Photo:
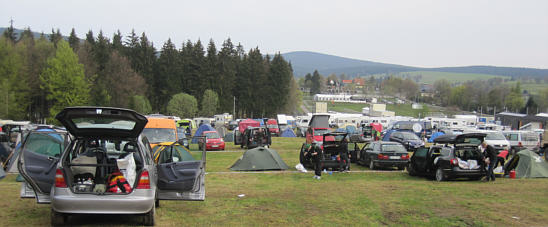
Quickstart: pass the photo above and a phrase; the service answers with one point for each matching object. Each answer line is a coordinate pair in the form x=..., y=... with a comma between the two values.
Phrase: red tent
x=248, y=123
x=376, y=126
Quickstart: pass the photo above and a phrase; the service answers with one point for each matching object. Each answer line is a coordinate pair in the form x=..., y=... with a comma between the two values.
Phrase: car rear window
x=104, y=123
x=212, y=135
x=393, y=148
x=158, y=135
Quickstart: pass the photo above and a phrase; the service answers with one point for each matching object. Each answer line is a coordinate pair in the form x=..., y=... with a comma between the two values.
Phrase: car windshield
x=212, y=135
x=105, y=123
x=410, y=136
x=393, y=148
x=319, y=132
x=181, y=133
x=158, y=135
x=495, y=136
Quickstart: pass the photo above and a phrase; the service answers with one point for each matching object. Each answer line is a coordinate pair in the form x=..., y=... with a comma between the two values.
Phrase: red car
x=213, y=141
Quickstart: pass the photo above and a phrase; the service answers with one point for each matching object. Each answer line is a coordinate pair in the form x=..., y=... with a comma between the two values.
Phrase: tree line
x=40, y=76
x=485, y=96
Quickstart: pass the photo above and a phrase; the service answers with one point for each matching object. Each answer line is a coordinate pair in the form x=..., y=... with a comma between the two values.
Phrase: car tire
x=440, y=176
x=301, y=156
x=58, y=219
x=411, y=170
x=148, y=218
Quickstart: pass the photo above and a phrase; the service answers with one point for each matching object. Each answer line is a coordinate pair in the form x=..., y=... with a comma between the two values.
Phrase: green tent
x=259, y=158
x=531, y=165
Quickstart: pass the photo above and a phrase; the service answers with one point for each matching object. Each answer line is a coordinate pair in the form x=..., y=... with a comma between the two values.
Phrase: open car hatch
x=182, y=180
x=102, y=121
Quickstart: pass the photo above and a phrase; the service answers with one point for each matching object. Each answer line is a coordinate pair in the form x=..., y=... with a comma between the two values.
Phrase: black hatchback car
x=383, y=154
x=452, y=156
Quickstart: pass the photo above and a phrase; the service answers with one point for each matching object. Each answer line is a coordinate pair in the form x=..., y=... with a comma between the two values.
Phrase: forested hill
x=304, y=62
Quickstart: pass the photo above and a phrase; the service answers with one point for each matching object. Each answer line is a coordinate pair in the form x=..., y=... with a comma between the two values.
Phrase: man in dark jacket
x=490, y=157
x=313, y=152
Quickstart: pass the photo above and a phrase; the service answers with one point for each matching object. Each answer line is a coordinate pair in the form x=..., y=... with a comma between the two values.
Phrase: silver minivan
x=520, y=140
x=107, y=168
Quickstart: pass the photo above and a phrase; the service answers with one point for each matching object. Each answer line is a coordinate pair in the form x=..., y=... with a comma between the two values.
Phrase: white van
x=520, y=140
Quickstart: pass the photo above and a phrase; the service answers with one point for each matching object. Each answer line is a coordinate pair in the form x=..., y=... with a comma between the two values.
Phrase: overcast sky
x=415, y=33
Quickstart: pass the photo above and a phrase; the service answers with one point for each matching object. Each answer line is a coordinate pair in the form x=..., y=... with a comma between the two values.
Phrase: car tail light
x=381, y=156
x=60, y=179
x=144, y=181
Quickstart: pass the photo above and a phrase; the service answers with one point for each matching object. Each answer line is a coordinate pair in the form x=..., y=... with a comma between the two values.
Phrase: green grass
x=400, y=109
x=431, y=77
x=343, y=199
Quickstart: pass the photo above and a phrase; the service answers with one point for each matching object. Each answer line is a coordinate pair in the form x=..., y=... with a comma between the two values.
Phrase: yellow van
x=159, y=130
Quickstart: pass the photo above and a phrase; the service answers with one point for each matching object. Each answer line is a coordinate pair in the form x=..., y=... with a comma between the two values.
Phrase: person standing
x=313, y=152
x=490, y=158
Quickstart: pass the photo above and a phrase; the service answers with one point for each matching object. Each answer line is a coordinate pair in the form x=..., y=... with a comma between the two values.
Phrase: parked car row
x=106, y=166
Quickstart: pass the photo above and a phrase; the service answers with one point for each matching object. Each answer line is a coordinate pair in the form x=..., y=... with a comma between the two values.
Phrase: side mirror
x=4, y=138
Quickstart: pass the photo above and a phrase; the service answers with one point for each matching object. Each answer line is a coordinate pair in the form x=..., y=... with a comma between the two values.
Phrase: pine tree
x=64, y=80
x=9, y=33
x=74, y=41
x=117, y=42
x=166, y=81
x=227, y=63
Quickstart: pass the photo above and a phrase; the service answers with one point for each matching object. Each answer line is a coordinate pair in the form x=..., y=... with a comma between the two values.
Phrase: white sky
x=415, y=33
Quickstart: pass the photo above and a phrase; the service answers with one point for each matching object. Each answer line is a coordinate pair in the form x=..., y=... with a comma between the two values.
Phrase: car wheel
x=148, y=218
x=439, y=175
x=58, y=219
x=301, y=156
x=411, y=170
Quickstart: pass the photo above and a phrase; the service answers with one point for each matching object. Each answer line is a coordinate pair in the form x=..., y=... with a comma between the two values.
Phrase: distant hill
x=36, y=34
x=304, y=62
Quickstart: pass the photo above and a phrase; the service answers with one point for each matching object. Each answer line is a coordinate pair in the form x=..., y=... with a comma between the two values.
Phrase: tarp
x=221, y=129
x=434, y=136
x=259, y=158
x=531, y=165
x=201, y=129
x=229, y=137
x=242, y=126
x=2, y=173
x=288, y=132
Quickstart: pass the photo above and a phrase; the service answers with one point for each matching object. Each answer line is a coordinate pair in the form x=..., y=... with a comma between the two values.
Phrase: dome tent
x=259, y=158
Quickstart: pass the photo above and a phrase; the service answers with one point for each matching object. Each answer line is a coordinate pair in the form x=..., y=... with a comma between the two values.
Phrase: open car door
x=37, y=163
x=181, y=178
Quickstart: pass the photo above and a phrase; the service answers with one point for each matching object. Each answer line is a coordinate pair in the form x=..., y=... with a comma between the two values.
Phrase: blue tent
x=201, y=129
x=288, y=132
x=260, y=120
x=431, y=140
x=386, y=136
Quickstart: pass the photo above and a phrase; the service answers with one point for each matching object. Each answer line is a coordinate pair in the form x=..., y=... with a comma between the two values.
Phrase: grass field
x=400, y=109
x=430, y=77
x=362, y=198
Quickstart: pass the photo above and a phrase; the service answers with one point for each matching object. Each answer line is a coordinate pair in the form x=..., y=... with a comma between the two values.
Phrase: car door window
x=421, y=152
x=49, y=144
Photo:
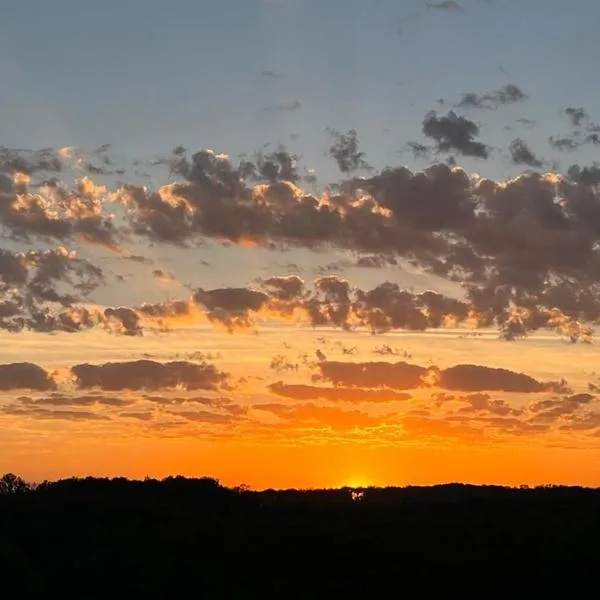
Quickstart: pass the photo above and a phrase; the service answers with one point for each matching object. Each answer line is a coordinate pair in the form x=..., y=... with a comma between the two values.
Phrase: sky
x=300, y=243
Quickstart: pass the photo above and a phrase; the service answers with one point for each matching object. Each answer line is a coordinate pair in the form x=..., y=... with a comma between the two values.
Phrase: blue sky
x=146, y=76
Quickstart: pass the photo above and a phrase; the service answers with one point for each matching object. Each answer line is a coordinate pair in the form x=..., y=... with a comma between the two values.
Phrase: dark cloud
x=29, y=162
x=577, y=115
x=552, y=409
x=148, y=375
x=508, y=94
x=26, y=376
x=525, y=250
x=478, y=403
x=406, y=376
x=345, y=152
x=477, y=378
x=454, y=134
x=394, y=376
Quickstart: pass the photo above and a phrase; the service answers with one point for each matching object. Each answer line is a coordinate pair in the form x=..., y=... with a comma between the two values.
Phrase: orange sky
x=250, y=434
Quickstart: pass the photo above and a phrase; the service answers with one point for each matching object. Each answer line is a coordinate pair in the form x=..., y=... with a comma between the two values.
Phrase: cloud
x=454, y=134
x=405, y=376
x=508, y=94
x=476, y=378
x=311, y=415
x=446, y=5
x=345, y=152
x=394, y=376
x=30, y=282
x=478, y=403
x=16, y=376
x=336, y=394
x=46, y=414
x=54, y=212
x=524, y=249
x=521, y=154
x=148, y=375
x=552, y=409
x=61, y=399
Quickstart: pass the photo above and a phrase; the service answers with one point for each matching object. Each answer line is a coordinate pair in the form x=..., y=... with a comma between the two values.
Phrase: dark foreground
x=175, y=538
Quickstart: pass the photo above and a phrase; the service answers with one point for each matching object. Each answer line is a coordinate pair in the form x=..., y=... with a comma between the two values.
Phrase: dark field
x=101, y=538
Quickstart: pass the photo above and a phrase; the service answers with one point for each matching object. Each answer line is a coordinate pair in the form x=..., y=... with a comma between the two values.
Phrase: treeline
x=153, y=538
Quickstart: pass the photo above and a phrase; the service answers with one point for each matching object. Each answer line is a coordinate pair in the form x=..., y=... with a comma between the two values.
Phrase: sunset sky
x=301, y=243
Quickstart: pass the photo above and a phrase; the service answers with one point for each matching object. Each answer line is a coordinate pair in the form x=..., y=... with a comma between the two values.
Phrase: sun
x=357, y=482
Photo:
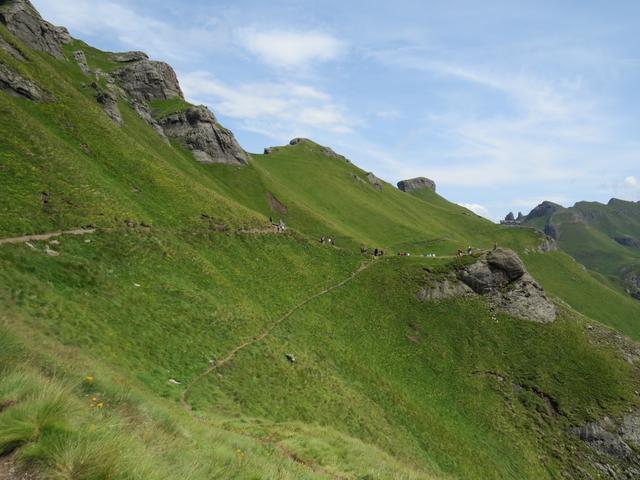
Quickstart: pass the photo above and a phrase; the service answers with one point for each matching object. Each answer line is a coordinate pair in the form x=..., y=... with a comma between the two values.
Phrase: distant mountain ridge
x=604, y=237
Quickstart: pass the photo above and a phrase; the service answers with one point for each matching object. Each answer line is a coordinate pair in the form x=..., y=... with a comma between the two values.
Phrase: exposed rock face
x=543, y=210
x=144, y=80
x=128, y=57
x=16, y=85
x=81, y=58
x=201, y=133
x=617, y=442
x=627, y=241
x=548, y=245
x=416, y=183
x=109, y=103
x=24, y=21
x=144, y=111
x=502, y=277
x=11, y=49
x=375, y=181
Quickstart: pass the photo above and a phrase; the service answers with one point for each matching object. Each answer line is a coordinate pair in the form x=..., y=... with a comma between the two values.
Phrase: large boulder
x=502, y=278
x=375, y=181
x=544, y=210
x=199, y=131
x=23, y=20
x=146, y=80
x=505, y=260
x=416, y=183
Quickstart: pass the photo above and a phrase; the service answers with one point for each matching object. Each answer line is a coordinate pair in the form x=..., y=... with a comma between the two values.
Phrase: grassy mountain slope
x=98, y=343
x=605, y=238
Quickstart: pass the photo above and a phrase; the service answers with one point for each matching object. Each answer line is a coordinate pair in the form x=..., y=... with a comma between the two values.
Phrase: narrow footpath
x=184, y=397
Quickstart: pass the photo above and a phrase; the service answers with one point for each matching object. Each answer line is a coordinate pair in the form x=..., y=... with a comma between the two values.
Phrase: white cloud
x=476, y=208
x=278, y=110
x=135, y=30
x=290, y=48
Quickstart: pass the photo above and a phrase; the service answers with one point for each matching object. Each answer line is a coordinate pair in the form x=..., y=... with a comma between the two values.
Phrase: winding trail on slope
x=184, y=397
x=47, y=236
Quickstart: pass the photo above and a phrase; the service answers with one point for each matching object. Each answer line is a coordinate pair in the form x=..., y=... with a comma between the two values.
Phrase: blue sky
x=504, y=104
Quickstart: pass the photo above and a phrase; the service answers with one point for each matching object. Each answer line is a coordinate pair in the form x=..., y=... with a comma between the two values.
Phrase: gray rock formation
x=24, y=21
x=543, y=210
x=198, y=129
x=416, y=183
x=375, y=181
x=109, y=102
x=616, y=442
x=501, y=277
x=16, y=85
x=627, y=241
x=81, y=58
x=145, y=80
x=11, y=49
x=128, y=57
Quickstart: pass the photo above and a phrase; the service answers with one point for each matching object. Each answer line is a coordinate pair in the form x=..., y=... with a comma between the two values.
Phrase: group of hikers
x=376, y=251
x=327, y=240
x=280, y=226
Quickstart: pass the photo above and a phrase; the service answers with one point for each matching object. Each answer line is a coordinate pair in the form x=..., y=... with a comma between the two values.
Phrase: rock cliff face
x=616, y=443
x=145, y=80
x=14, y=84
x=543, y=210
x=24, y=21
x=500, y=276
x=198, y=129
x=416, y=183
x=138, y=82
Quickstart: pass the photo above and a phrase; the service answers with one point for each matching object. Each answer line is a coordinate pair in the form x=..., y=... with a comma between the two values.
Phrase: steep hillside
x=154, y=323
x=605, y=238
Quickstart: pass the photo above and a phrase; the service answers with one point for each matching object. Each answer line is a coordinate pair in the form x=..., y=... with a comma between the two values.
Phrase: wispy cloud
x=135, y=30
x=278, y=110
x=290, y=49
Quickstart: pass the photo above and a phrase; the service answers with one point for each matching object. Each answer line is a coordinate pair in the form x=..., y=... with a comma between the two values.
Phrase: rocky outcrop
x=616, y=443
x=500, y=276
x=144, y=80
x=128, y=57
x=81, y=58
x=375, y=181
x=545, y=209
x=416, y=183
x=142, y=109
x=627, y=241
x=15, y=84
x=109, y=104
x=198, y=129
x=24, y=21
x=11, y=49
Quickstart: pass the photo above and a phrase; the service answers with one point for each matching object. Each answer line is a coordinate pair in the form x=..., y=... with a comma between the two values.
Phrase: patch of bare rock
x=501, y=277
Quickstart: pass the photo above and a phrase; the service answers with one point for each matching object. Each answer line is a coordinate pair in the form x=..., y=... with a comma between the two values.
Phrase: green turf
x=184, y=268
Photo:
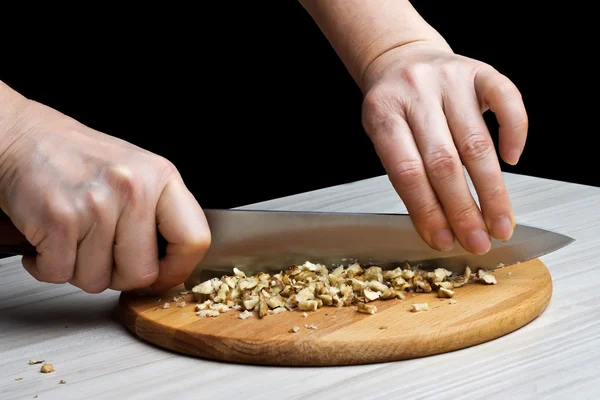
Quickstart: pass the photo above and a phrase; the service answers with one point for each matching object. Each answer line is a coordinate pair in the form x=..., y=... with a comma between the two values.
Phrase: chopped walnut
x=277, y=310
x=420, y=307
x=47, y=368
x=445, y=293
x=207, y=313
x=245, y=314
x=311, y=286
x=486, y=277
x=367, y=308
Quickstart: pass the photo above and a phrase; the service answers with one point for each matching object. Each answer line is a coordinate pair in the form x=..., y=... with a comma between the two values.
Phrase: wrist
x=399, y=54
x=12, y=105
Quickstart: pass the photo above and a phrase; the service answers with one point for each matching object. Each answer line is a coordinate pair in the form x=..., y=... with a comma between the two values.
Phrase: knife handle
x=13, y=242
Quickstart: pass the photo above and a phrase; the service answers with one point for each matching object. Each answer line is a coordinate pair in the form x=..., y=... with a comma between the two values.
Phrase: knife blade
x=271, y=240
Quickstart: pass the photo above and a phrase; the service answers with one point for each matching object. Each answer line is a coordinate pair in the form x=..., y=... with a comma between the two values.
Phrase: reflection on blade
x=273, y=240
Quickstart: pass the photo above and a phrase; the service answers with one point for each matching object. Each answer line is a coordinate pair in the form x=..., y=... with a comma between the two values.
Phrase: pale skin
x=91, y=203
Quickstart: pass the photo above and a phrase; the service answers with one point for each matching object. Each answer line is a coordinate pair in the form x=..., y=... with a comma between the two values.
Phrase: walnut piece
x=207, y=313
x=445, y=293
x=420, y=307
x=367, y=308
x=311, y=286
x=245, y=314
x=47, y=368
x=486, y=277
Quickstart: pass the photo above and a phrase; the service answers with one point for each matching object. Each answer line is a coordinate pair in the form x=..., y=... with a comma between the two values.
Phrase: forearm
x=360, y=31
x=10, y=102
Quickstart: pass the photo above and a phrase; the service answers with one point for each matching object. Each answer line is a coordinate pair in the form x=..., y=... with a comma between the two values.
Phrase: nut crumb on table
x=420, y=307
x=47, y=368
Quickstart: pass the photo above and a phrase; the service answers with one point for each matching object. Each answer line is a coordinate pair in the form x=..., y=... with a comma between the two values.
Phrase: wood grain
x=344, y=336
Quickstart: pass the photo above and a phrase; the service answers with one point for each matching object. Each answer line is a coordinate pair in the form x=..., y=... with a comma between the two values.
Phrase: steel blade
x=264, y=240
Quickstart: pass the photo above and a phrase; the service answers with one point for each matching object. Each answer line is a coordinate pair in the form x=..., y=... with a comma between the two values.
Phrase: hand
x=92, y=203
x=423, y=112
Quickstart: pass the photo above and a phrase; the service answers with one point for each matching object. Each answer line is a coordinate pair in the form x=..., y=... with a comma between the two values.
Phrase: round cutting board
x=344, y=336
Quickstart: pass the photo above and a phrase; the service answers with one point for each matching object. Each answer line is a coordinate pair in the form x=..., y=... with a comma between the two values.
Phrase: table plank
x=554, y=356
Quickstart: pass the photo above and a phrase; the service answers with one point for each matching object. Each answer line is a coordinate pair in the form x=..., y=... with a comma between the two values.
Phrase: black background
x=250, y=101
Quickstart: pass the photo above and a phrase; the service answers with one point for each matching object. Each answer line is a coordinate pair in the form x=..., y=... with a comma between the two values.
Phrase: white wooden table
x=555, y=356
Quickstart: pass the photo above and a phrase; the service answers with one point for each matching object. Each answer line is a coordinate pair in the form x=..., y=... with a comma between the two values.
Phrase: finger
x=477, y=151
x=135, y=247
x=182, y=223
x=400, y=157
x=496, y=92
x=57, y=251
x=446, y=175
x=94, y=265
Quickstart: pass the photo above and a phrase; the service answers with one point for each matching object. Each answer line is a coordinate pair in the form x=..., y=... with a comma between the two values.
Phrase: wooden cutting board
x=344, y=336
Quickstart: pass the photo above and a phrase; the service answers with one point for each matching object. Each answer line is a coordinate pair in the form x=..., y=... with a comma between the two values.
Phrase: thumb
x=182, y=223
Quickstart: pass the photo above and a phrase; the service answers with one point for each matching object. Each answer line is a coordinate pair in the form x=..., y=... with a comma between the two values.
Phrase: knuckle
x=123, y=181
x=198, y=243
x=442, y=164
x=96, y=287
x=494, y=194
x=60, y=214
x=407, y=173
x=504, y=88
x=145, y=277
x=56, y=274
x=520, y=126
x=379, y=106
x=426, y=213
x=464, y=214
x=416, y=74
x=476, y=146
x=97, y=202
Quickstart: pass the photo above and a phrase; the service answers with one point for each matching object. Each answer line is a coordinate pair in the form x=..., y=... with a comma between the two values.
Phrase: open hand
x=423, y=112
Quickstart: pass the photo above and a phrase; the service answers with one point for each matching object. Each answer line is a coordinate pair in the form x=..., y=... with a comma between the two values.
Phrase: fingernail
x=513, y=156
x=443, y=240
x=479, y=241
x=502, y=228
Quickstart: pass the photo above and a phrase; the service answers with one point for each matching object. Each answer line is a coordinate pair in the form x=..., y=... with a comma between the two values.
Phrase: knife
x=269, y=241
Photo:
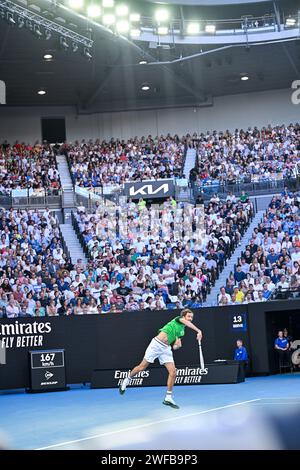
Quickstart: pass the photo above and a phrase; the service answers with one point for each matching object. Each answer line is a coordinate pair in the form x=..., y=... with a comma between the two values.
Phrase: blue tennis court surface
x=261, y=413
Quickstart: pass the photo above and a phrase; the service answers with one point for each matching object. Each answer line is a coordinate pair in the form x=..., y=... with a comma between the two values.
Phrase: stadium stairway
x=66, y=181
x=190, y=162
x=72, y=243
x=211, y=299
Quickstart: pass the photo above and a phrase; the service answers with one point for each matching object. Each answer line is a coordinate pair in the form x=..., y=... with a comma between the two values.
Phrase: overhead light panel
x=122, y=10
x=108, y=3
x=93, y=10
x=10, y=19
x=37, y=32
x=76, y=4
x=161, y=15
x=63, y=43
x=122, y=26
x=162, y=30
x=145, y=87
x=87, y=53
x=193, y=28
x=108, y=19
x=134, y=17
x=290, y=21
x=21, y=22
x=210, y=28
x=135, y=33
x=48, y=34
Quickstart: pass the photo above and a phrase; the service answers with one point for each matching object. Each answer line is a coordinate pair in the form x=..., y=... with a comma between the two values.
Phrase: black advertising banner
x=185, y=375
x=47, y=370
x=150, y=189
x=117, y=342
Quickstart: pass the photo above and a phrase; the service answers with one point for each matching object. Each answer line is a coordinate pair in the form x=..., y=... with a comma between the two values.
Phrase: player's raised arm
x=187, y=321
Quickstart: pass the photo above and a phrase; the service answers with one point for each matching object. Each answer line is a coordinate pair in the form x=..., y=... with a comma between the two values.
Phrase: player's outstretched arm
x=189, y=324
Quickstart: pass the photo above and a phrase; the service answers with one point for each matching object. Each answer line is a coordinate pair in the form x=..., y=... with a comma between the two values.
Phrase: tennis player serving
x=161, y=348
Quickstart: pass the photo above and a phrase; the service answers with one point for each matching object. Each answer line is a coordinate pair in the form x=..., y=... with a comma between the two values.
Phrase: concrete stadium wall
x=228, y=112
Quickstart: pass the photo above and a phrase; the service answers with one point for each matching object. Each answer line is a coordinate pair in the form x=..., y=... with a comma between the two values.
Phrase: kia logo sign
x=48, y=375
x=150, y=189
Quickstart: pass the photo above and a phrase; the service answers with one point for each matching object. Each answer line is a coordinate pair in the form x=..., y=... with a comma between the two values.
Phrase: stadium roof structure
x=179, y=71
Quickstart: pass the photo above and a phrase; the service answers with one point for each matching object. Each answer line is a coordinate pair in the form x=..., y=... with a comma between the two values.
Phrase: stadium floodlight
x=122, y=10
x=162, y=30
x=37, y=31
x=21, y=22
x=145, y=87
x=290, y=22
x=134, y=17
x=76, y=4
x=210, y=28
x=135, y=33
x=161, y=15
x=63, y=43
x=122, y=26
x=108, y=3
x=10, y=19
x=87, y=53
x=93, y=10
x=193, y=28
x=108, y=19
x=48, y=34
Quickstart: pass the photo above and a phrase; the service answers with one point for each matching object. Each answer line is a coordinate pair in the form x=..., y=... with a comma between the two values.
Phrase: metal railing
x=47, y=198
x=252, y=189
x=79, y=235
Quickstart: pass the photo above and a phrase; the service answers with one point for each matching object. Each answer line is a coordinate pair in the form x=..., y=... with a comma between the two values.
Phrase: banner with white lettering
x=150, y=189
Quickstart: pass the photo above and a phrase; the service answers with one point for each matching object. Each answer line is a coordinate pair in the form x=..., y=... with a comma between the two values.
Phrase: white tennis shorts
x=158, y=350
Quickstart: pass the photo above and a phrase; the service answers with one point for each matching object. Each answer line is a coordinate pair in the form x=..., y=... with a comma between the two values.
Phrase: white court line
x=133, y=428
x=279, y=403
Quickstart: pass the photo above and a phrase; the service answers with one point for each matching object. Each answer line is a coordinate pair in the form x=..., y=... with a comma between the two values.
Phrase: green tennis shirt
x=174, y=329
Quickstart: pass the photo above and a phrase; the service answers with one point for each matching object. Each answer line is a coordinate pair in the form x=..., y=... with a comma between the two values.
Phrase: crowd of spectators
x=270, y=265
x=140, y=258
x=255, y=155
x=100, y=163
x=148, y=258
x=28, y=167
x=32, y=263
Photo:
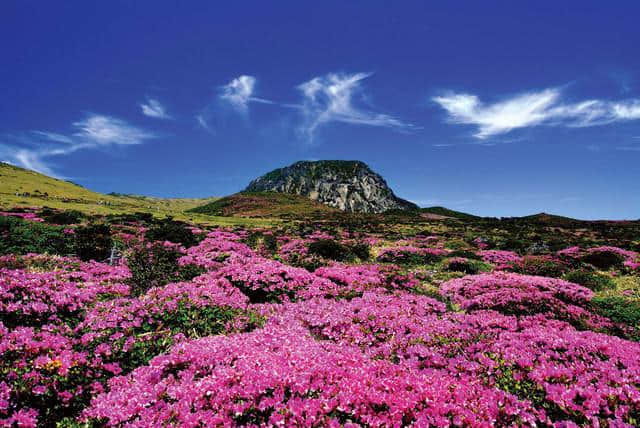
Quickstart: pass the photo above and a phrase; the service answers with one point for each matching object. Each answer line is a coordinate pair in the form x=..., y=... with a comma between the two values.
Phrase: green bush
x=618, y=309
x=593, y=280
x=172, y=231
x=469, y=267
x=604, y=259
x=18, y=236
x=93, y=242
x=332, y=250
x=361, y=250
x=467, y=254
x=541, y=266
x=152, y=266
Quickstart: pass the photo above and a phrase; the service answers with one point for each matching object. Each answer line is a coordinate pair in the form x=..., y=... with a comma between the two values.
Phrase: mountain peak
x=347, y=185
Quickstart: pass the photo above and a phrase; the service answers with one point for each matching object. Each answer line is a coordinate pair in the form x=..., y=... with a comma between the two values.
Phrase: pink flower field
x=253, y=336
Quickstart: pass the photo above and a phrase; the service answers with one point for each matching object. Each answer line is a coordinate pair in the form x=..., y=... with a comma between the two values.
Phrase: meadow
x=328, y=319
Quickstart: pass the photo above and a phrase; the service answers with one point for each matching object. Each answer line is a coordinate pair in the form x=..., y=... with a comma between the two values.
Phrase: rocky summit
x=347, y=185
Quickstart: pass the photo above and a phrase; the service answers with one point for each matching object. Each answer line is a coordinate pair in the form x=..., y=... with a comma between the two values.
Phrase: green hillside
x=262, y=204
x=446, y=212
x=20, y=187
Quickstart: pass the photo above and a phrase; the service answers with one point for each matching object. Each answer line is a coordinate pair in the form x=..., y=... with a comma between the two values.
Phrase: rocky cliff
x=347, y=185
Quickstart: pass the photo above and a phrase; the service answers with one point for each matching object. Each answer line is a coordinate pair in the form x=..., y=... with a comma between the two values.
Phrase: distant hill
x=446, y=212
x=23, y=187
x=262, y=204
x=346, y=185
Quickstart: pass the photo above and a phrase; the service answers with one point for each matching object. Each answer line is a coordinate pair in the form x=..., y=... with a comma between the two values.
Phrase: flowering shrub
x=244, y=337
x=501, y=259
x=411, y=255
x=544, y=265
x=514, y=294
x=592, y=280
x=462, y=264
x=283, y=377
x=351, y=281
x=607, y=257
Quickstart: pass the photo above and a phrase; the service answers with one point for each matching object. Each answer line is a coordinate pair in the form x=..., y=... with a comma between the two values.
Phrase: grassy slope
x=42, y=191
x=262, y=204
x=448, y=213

THE EXERCISE: Please copy the records word for word, from their first line through the line containing "x=495, y=136", inclusive, and leave the pictures out of your copy.

RESULT:
Photo:
Quickstart: pass the photo above and a phrase; the service answers with one point for each matching object. Each answer line is a coordinate pair in the form x=..., y=... with a comma between the two values.
Phrase: red tent
x=248, y=123
x=376, y=126
Quickstart: pass the photo above and a phrase; the service answers with one point for each matching object. Each answer line is a coordinate pair in the form x=..., y=... with a comma between the two values.
Phrase: car rear window
x=104, y=123
x=212, y=135
x=393, y=148
x=158, y=135
Quickstart: pass the photo above and a phrase; the service answers with one point for each matching object. Each answer line is a coordinate pair in the form x=..., y=... with a comma between the two values.
Phrase: car windshield
x=212, y=135
x=105, y=123
x=410, y=136
x=393, y=148
x=319, y=132
x=181, y=133
x=158, y=135
x=495, y=136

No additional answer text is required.